Top of Extracted information
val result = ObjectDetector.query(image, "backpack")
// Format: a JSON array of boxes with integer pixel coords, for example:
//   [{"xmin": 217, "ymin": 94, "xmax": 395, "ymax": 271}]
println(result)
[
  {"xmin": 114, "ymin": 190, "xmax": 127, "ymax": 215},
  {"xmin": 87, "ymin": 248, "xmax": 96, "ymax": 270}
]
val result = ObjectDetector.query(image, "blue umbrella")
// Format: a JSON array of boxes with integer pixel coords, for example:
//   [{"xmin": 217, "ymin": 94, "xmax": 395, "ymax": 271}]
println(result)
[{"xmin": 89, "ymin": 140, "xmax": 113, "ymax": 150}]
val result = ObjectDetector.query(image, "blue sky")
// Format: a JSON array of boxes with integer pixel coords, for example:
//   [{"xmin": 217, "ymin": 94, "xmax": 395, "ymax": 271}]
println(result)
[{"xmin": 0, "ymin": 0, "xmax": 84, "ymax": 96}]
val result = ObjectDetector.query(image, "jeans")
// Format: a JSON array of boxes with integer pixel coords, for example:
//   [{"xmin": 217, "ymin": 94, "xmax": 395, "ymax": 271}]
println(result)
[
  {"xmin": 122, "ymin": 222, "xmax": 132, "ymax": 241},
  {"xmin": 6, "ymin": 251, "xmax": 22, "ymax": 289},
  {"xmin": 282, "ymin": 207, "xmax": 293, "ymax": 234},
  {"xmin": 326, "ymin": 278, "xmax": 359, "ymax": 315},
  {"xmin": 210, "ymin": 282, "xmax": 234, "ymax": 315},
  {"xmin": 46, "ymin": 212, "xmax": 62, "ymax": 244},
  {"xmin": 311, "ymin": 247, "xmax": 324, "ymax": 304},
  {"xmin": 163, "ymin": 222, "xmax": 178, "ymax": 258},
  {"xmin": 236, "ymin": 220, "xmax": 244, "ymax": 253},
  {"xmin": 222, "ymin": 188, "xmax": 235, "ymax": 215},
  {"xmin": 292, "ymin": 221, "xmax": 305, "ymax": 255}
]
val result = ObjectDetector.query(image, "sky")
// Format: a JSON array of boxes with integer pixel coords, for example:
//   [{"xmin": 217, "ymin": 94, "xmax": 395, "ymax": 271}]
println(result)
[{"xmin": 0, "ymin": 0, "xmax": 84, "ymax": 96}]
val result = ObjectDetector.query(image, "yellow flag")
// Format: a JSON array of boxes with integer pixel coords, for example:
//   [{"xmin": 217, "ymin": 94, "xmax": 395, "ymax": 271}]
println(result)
Bottom of Extracted information
### [What you have to do]
You are asked to count the lines of the records above in which the word "blue" occurs, and to give only that number.

### [Written response]
2